What you should do
Rewrite the items starting at the line that contains "Target: eyebrow" and ending at the last item, with "flowing water" swapped for "running water" and nothing else changed.

Task material
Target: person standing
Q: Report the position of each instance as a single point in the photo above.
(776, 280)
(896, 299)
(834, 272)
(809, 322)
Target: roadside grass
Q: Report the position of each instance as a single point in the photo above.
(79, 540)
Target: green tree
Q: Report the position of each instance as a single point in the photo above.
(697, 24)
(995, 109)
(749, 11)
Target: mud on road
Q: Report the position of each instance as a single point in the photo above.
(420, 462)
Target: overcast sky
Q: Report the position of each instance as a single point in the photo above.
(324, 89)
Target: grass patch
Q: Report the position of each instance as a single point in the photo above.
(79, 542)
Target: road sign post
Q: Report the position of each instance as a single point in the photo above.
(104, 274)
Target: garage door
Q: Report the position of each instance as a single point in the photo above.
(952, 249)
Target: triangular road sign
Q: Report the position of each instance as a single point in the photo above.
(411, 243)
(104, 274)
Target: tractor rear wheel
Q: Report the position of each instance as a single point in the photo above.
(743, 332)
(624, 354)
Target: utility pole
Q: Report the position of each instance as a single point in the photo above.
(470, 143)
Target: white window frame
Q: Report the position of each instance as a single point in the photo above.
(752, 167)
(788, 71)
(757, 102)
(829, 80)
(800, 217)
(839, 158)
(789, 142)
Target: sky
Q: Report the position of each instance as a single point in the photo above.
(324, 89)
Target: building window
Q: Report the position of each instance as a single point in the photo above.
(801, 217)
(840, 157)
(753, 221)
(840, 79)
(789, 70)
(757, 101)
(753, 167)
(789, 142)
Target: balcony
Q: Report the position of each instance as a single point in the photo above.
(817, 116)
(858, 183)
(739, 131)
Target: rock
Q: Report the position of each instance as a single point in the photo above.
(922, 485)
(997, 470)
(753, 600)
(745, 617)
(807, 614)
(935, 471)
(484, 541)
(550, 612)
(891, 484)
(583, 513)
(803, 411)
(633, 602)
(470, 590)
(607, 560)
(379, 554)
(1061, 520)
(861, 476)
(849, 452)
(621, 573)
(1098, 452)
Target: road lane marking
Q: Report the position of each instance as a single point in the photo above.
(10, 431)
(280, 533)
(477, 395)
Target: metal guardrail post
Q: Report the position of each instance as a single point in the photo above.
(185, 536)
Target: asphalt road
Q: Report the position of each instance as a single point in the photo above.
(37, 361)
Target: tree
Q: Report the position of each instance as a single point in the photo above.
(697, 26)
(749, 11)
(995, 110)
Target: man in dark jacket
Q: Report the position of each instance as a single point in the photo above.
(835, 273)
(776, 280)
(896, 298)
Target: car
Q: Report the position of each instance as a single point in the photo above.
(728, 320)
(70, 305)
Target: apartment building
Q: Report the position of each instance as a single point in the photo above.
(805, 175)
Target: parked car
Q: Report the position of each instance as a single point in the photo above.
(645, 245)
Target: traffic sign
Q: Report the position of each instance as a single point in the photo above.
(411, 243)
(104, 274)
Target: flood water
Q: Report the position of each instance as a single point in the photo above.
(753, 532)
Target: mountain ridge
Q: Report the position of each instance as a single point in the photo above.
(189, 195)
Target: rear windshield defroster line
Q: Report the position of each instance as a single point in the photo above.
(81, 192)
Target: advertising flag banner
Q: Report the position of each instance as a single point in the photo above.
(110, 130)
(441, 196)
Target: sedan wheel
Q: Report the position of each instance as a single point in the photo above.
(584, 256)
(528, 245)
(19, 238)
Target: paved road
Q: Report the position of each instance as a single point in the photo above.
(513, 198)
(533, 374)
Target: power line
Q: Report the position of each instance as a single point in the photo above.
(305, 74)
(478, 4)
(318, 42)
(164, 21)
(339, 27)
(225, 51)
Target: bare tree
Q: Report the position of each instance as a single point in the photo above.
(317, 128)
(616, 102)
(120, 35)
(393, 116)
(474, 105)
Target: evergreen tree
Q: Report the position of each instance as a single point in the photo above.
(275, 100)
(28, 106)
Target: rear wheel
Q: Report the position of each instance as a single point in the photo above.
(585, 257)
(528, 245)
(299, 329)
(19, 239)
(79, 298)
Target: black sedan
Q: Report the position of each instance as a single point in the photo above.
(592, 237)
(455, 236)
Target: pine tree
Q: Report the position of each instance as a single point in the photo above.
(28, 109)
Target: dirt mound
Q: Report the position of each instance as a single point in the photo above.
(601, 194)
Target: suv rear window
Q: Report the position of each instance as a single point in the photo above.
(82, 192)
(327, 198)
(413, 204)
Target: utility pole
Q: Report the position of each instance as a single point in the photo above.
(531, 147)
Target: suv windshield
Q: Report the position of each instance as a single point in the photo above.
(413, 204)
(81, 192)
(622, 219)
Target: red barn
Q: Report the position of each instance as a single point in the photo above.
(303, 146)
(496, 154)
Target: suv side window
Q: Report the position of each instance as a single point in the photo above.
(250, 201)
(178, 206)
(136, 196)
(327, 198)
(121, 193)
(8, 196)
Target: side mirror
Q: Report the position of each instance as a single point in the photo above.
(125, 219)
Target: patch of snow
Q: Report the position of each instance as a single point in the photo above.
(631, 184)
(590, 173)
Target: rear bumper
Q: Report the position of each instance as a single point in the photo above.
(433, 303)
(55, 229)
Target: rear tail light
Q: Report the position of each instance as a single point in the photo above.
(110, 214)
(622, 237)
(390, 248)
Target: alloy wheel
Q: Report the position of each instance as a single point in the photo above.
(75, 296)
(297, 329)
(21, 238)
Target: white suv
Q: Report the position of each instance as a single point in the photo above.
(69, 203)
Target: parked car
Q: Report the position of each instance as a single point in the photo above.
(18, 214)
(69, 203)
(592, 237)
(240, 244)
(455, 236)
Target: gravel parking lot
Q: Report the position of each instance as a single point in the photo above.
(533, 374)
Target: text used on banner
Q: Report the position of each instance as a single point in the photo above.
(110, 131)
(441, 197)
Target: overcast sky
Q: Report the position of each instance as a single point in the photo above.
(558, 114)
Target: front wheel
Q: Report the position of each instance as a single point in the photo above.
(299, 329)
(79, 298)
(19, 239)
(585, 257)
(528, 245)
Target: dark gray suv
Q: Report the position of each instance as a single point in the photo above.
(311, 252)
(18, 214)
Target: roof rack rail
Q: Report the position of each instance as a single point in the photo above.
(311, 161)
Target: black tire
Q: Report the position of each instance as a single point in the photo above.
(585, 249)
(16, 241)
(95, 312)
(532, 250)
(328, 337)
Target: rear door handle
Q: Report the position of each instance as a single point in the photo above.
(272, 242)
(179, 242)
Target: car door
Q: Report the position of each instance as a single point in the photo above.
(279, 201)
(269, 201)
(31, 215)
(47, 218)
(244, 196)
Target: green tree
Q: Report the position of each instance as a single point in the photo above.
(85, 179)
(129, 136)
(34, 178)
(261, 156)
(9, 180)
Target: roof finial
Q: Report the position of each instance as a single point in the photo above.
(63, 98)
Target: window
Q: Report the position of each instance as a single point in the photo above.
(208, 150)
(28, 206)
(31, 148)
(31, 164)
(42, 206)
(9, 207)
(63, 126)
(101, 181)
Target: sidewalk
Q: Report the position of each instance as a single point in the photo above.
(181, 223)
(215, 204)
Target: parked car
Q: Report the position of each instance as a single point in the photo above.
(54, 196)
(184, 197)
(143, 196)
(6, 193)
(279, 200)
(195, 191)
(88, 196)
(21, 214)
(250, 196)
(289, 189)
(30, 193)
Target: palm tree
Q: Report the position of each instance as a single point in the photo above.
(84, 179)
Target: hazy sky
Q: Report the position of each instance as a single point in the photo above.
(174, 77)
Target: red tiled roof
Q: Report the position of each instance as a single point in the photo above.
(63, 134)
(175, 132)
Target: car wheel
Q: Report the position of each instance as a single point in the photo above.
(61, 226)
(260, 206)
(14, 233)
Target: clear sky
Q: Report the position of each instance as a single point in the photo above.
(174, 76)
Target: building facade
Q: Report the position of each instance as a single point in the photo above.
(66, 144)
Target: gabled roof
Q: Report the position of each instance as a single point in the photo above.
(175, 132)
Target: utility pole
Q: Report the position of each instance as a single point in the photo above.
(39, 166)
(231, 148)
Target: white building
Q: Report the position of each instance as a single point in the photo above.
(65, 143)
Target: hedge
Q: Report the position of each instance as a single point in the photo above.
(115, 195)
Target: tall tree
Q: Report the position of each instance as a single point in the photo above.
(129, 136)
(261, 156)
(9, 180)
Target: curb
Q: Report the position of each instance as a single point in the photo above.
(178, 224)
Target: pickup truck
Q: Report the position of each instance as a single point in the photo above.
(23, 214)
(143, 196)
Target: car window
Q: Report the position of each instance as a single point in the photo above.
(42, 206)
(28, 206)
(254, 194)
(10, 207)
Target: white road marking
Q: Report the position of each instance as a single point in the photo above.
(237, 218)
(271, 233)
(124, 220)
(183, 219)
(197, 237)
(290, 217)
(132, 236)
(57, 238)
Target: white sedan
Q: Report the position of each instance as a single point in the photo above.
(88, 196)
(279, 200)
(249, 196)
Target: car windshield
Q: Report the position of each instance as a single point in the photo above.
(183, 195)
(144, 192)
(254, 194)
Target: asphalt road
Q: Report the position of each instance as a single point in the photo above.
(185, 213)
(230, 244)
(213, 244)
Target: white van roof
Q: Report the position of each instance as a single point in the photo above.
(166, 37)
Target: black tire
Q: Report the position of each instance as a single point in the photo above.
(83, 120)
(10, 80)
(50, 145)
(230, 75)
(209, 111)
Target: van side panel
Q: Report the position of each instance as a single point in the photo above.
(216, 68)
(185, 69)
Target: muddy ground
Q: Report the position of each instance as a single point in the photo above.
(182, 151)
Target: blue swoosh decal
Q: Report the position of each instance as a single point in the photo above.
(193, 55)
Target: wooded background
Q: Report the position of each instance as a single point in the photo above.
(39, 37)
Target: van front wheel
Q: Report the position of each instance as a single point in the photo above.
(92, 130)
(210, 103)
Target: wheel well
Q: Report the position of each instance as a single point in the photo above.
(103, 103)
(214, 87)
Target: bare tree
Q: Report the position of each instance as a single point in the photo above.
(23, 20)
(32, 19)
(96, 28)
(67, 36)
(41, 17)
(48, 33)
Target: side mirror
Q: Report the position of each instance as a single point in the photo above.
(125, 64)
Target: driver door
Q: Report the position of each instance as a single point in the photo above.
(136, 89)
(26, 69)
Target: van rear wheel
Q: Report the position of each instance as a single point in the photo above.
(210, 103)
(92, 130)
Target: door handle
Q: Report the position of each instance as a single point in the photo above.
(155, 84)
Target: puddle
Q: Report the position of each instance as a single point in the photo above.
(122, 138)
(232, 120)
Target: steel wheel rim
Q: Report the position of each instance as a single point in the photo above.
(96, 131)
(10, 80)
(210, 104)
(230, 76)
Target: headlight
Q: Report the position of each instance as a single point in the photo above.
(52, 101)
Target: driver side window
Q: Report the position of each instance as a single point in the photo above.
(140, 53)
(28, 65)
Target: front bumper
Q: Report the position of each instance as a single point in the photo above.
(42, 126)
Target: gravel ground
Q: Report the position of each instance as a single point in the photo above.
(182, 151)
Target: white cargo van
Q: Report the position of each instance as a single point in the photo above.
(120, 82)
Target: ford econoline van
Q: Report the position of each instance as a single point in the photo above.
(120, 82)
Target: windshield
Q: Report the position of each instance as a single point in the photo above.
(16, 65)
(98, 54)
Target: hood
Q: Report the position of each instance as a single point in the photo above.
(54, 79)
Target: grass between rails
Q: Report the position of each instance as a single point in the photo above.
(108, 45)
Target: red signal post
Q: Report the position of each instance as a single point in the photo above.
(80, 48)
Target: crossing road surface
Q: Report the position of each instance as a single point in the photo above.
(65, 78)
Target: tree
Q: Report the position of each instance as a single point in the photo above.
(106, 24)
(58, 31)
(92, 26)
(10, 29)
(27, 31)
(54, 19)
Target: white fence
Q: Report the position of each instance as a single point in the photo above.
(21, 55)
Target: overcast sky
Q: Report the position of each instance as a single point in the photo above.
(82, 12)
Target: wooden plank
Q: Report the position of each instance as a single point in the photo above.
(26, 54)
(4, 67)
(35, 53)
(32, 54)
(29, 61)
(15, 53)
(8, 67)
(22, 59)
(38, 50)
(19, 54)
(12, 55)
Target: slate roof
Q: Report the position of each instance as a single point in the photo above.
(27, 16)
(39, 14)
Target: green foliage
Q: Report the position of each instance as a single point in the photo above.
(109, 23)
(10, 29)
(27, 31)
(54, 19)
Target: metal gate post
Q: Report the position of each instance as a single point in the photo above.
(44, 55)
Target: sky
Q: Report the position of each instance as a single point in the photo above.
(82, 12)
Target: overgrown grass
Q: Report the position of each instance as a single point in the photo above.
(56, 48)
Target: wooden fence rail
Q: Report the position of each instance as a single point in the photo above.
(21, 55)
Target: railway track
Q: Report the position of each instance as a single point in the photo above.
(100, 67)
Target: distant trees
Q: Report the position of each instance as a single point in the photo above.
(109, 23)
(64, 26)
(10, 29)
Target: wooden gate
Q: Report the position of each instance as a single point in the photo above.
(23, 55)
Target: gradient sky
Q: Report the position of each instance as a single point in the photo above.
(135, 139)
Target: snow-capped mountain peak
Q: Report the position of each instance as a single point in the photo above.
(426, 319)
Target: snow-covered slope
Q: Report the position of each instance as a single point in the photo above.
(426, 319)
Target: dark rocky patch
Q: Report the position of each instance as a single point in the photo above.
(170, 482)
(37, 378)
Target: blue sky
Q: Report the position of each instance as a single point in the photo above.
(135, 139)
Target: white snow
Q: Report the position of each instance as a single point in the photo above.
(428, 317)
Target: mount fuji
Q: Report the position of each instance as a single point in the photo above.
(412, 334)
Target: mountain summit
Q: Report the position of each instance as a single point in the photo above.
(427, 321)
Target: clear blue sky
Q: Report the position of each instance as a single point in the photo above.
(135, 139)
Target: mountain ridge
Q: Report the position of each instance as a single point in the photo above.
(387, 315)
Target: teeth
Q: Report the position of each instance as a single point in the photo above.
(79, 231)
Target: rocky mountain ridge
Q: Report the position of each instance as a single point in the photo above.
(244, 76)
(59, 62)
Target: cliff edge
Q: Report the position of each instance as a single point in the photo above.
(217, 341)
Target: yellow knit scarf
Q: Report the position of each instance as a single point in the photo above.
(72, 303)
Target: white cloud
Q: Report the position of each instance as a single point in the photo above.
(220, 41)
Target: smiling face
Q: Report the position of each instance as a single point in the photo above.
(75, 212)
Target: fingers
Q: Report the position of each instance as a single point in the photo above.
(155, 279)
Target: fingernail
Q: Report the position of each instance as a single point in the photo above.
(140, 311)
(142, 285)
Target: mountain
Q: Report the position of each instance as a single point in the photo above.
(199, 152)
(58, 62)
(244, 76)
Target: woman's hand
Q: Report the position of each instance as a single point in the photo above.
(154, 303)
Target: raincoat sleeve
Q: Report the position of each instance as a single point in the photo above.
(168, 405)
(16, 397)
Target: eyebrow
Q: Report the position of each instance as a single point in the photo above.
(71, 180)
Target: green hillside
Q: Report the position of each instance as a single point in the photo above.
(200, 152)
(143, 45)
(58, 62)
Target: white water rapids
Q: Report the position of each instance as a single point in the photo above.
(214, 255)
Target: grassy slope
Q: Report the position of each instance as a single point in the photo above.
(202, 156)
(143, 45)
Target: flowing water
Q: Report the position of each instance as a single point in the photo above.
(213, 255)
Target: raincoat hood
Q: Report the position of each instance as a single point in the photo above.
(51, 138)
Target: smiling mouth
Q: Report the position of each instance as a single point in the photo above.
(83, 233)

Answer to this exercise
Target: eyebrow
Q: Report the position of each instance as a single point in the photo above.
(71, 180)
Target: green hillside
Q: Report the position of each instance as a single point in the photo above.
(200, 152)
(143, 45)
(58, 62)
Target: white water rapids
Q: Report the position of each instance as a single point in the photo above.
(214, 255)
Target: grassy slope
Q: Report the position of each instance as a single point in the photo above.
(202, 156)
(143, 45)
Target: running water
Q: Report the position of each instance as a single point in the photo above.
(213, 255)
Target: raincoat hood
Q: Report the position of each instance as a single point in the photo above.
(51, 138)
Target: smiling mouth
Q: Report the position of each instance as a single point in the photo above.
(83, 233)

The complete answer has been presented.